* Texte à lire
- - - -
Sous la pression de leurs opinions mais aussi en raison de leurs propres intérêts, de nombreux gouvernements ont refusé de participer dont ceux de la France, l’Allemagne, la Russie ou la Chine.
La chute de Saddam Hussein et la conquête militaire du pouvoir par l’armée américaine sera rapide. La population irakienne est exsangue après plus de dix ans d’embargo où 1 million de civils sont morts. Et elle n’a rien à défendre dans le régime en place.
Chaos géopolitique
Mais les États-Unis n’arriveront jamais, pas plus qu’en Afghanistan, à stabiliser la situation en Irak qui devient le siège d’une résistance populaire à l’occupation. Les occupants vont tenter de diviser la population selon des lignes confessionnelles. C’est finalement dans la prison d’Abu Ghraib, tristement célèbre pour les photos de ses prisonniers torturés et humiliés par des militaires US, que se rencontreront ceux qui vont créer l’État islamique.
Cet échec est devenu une défaite de l’impérialisme US de bien plus grande portée, à la mesure des objectifs stratégiques poursuivis avec l’invasion de l’Irak. Gilbert Achcar estime même que cette défaite est plus grave pour l’impérialisme US que celle du Vietnam dans les années 1970.
- - - -
* Bloc de données
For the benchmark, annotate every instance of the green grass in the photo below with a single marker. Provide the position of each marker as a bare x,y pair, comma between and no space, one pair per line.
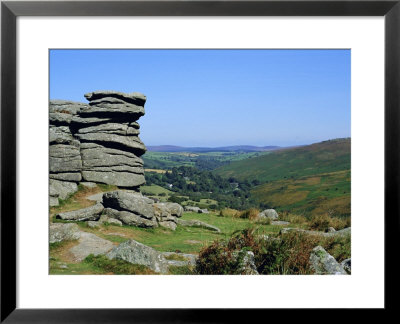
- - - -
* Travail demandé
• a. Reproduisez fidèlement le passage du texte sur l'Irak compris entre « Sous la pression » et « ou la Chine. », ces deux bornes incluses.
• b. Poursuivez le texte sur l'Irak à la suite de sa dernière phrase.

* Liste des réponses
• a.
Sous la pression de leurs opinions mais aussi en raison de leurs propres intérêts, de nombreux gouvernements ont refusé de participer dont ceux de la France, l’Allemagne, la Russie ou la Chine.

• b.
Avec les occupations de l’Afghanistan et l’Irak, l’hyper-puissance militaire US devait affirmer un « nouvel ordre mondial ». Elle devait imposer les États-Unis comme gendarmes de la planète pour menacer toute tentative de remise en cause de leur hégémonie politique et économique, contrôlant une région clef économiquement comme géostratégiquement pour contenir l’émergence de l’Europe et surtout de la Chine. Il s’agissait aussi d’affaiblir les prétentions régionales de l’Iran et tout rétablissement de la Russie. C’est l’opposé qui s’est produit, tandis qu’au chaos géopolitique s’est ajouté, depuis 2008, le spectre de la crise financière.